EXERCISE DESCRIPTION –
Lay out the rows below as a two-column CSV with the header input,output. Give one line per row, with the row's full text under input and its answer under output, each in a single quoted field with line breaks replaced by spaces.
========
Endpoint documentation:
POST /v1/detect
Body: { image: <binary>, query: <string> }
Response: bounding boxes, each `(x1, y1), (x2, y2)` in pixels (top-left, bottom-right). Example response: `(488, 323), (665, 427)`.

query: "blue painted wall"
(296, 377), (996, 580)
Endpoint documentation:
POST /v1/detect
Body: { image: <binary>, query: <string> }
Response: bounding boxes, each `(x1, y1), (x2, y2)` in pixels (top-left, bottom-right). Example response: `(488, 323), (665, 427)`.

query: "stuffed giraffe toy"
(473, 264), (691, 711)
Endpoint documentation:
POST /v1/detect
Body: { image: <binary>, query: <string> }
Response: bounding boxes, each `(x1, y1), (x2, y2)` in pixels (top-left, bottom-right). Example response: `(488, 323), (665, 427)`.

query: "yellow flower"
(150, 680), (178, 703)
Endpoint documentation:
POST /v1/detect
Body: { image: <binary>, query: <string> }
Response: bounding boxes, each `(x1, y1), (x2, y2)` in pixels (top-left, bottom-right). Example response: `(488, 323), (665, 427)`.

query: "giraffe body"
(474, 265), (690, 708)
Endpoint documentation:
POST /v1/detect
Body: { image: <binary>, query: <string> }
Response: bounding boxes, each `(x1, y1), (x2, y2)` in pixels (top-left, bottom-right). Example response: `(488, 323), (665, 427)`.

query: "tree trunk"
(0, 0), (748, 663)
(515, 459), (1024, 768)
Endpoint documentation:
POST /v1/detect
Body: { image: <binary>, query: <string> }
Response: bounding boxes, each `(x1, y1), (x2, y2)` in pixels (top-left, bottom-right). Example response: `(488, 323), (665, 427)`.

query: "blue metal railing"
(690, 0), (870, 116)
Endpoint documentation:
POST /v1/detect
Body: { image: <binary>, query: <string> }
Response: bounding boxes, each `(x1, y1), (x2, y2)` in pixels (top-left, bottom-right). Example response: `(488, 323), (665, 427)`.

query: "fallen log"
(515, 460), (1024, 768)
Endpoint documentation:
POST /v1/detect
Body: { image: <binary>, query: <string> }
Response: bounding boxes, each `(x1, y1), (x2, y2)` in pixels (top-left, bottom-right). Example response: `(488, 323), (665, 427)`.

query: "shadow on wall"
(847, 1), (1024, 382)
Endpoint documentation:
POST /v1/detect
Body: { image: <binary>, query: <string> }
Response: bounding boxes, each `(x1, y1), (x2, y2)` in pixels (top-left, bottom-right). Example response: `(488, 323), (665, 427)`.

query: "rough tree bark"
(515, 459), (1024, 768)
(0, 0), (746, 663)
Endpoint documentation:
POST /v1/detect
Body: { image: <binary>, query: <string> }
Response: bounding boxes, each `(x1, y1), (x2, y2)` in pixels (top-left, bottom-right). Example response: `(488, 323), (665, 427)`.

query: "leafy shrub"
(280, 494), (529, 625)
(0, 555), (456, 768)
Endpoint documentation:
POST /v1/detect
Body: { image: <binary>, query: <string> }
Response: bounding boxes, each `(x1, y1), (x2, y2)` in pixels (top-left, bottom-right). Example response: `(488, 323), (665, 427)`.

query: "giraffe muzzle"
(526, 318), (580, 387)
========
OUTPUT BELOW –
input,output
"Endpoint documentation: POST /v1/detect Body: { image: <binary>, query: <string> } Response: bounding boxes, each `(x1, y1), (x2, y2)` in pixels (top-left, bottom-right). Example response: `(488, 323), (665, 427)`. query: ""blue painted wall""","(296, 377), (996, 580)"
"Endpoint documentation: POST /v1/detect Body: { image: <binary>, query: <string> } Response: bounding boxes, each `(x1, y1), (x2, y2)` in pixels (top-left, bottom-right). Example response: `(488, 323), (665, 427)`. query: ""stuffed giraffe toy""","(473, 264), (691, 711)"
"Endpoint documentation: POST /v1/detect Body: { image: <binary>, query: <string> } Response: bounding boxes, each `(x1, y1), (x2, y2)` in pixels (top-left, bottom-right). Example response: `(488, 323), (665, 427)`. query: ""yellow flower""","(150, 680), (178, 703)"
"Endpoint documentation: POST /v1/detect Body: { image: <binary>, query: <string> } Response: bounding boxes, each `(x1, y1), (x2, y2)` in pixels (top-left, bottom-right). Example response: `(488, 323), (665, 427)`. query: ""giraffe body""","(474, 265), (690, 708)"
"Endpoint documentation: POST /v1/detect Body: { image: <binary>, query: <string> } Response: bounding boxes, each `(x1, y1), (x2, y2)` in pixels (top-left, bottom-right). Example response: `(488, 323), (665, 427)`. query: ""tree trunk""","(0, 0), (748, 663) (515, 459), (1024, 768)"
"Endpoint documentation: POST /v1/detect Body: { image: <binary>, query: <string> } Response: bounding boxes, each `(x1, y1), (x2, y2)` in pixels (top-left, bottom-right). Example response: `(488, 323), (665, 427)`. query: ""blue metal railing""","(690, 0), (870, 116)"
"Endpoint documentation: POST /v1/detect Body: { image: <binary>, query: <string> } Response: bounding boxes, each `(x1, y1), (x2, y2)` in pixels (top-left, bottom-right). Example response: `(488, 323), (665, 427)`. query: ""fallen log""","(515, 460), (1024, 768)"
"Endpoint documentation: POST /v1/detect Body: { image: <binary>, query: <string> } Response: bounding boxes, each `(x1, y1), (x2, y2)` in pixels (top-left, bottom-right). Example response: `(488, 323), (665, 427)`. query: ""shadow on wall""","(847, 1), (1024, 382)"
"Endpoint documentation: POST /v1/detect Body: { image: <binary>, query: <string> } Response: bounding boxes, each `(x1, y1), (x2, y2)` in pixels (top-left, bottom-right). Example response: `(488, 323), (665, 427)`. query: ""rough tree bark""","(515, 459), (1024, 768) (0, 0), (746, 663)"
"Endpoint documentation: POST /v1/detect Body: { image: <binary>, query: <string> } Response: bounding boxes, each `(x1, y1), (x2, y2)` in pixels (top-left, bottom-right). Example response: `(488, 323), (665, 427)`. query: ""leafy shrub""","(280, 494), (529, 625) (0, 555), (456, 768)"
"Endpoint documentation: POST /v1/detect Body: { image: <binary>, query: <string> } Response: bounding boxes, each `(x1, y1), (x2, y2)` in pixels (top-left, bottom-right). Example response: `(488, 323), (665, 427)`. query: ""giraffe muzzle""","(526, 318), (580, 387)"